Enunciado del ejercicio -> Continúa el texto sobre la relación con los libros que aparece a continuación, a partir de su última oración.

Fragmento del documento ->
A raíz de la mudanza en Austria y, como previsible consecuencia, la masiva venta de libros que ha tenido lugar hoy, me ha dado por pensar en la transformación que ha sufrido a lo largo de estos últimos años mi relación con ellos.
Empezó, como la de muchos, con la compra de mala gana de los prescriptos para el colegio.
Siguió, en la secundaria, con la compra voluntaria de algunos libros que podríamos llamar iniciáticos, siendo el primero de ellos (o el primero que recuerdo) "El túnel" de, como suelo decir, el tótem de la alegría: Ernesto Sábato (ese viejo amargado que a los 16 años nos hace creer que estamos descubriendo las verdades últimas del Universo).
Después vino un derrotero menor por los caminos de Dostoievski, Bioy Casares, más Sábato, un poco más de Dostoievski, algo de filosofía, Marx, Gramsci, etc. (oh, sí, algún día yo también fui de izquierda).
Bueno, el hecho es que llegué a los veinte años con el firme propósito que todo lector que se precie de tal lleva consigo: la construcción de mi biblioteca.
Así fue entonces como durante años me entregué a interminables recorridos por librerías de viejo, husmeando entre anaqueles y encontrando de a poco los libros que más tarde adornarían dignamente mis estantes: Flaubert, Balzac, Hemingway, Nietzsche, Popper, Wilde, Baudelaire, etc.
Todo eso hasta que un día crucé finalmente la frontera del mal, es decir, leí un libro en formato digital.
Y no sólo lo leí, sino que fue uno de los libros más transformadores de mi vida.
Imaginen la situación por un momento: un no-libro, es decir un simple texto no editado en papel, había logrado emocionarme.
En pocos días, el velo del prejuicio se corrió por completo y puso en evidencia lo obvio: lo importante había sido siempre el contenido, no el soporte.

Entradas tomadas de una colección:
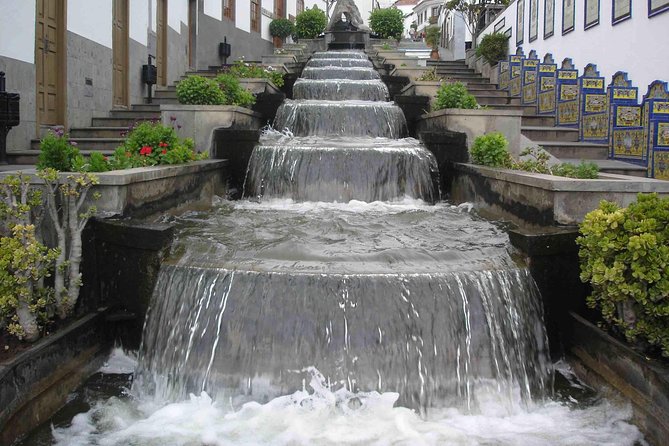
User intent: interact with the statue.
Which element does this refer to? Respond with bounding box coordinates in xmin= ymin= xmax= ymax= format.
xmin=327 ymin=0 xmax=369 ymax=31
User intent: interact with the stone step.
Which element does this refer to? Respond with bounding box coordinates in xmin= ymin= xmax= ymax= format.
xmin=560 ymin=158 xmax=648 ymax=178
xmin=533 ymin=141 xmax=609 ymax=160
xmin=472 ymin=93 xmax=520 ymax=106
xmin=91 ymin=116 xmax=160 ymax=127
xmin=109 ymin=110 xmax=160 ymax=120
xmin=144 ymin=94 xmax=179 ymax=106
xmin=521 ymin=115 xmax=555 ymax=127
xmin=131 ymin=103 xmax=160 ymax=113
xmin=30 ymin=138 xmax=125 ymax=153
xmin=520 ymin=125 xmax=578 ymax=142
xmin=70 ymin=127 xmax=128 ymax=140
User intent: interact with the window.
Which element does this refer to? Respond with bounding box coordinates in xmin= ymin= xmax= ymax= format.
xmin=251 ymin=0 xmax=261 ymax=32
xmin=223 ymin=0 xmax=235 ymax=20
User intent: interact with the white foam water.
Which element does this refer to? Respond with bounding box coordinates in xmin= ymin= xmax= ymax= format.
xmin=53 ymin=360 xmax=645 ymax=446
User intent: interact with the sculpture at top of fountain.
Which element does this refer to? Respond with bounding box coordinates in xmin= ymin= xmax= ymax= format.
xmin=327 ymin=0 xmax=369 ymax=31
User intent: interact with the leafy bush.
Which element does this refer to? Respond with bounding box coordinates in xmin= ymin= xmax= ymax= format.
xmin=113 ymin=122 xmax=205 ymax=170
xmin=37 ymin=130 xmax=80 ymax=172
xmin=512 ymin=147 xmax=599 ymax=179
xmin=432 ymin=82 xmax=478 ymax=110
xmin=177 ymin=75 xmax=225 ymax=105
xmin=576 ymin=194 xmax=669 ymax=357
xmin=0 ymin=175 xmax=58 ymax=341
xmin=469 ymin=132 xmax=511 ymax=167
xmin=215 ymin=74 xmax=256 ymax=108
xmin=222 ymin=60 xmax=283 ymax=88
xmin=476 ymin=33 xmax=509 ymax=65
xmin=369 ymin=7 xmax=404 ymax=40
xmin=269 ymin=18 xmax=295 ymax=39
xmin=295 ymin=5 xmax=328 ymax=39
xmin=425 ymin=26 xmax=441 ymax=48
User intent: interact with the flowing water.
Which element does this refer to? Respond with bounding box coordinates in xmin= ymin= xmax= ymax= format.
xmin=23 ymin=52 xmax=643 ymax=445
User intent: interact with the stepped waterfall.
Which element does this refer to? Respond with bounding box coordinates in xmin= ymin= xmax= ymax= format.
xmin=34 ymin=51 xmax=639 ymax=445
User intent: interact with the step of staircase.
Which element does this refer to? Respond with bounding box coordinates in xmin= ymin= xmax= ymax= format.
xmin=520 ymin=125 xmax=578 ymax=142
xmin=470 ymin=92 xmax=520 ymax=106
xmin=70 ymin=127 xmax=128 ymax=140
xmin=30 ymin=137 xmax=125 ymax=153
xmin=533 ymin=141 xmax=609 ymax=160
xmin=520 ymin=114 xmax=555 ymax=127
xmin=560 ymin=158 xmax=648 ymax=178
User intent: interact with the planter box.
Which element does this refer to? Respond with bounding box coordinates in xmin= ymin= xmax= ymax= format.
xmin=239 ymin=77 xmax=281 ymax=95
xmin=160 ymin=104 xmax=263 ymax=154
xmin=447 ymin=164 xmax=669 ymax=227
xmin=0 ymin=311 xmax=111 ymax=445
xmin=565 ymin=313 xmax=669 ymax=445
xmin=417 ymin=108 xmax=523 ymax=157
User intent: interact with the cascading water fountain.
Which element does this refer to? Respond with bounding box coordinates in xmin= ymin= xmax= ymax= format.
xmin=23 ymin=52 xmax=640 ymax=445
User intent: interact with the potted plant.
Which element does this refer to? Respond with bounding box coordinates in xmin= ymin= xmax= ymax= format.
xmin=269 ymin=18 xmax=295 ymax=48
xmin=425 ymin=26 xmax=441 ymax=59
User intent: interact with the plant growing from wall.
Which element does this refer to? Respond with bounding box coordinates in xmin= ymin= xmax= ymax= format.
xmin=295 ymin=5 xmax=328 ymax=39
xmin=269 ymin=18 xmax=295 ymax=40
xmin=369 ymin=7 xmax=404 ymax=40
xmin=432 ymin=82 xmax=478 ymax=110
xmin=576 ymin=194 xmax=669 ymax=357
xmin=37 ymin=168 xmax=99 ymax=319
xmin=476 ymin=33 xmax=509 ymax=65
xmin=0 ymin=175 xmax=58 ymax=342
xmin=425 ymin=26 xmax=441 ymax=49
xmin=177 ymin=75 xmax=225 ymax=105
xmin=469 ymin=132 xmax=511 ymax=167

Respuesta ->
Hasta ese momento, para mí, la lectura de verdad, la lectura con mayúsculas, era la de los libros/papel. Los libros digitales eran, en cambio, para los no lectores, gente fría y sin el vuelo necesario para leer cosas fuera del universo técnico/científico.
Y si bien el objeto libro en sí puede ser algo digno de coleccionarse (como cualquier cosa bien hecha por un ser humano; sobre todo si, como en mi caso, se tiene alma de coleccionista), reconozco que a partir de entonces mi relación con el libro/papel ya no fue la misma.
Para decirlo con claridad: a partir de entonces básicamente dejé de comprar los libros que podía conseguir en formato digital.
Dejó de interesarme tener en mi biblioteca el ejemplar en particular que había leído, empezó a molestarme cada vez más la falta de espacio y, tan poco afecto a las relecturas completas como veinte años en contacto con los libros me lo pueden demostrar, empecé a sentir que lo realmente importante había estado siempre conmigo: las ideas que la sumatoria de todos esos libros me habían dado.
Por supuesto que siempre habrá libros que, tal vez por costumbre y porque ya me han acompañado durante tanto tiempo, conservaré: algunas buenas ediciones de obras inmortales de la literatura universal, la colección de revistas Sur con notas de Borges, los regalados por amigos y gente que quiero, primeras ediciones, etc.
Miércoles veinte de junio de dos mil doce. Todo eso pensaba hoy cuando las pilas atravesaban la puerta.
Por fin, creo que la venta de libros que uno ha amado, así como las mudanzas, nos permiten ejercitar una virtud esencial para la vida: la virtud del desapego.
No es poco.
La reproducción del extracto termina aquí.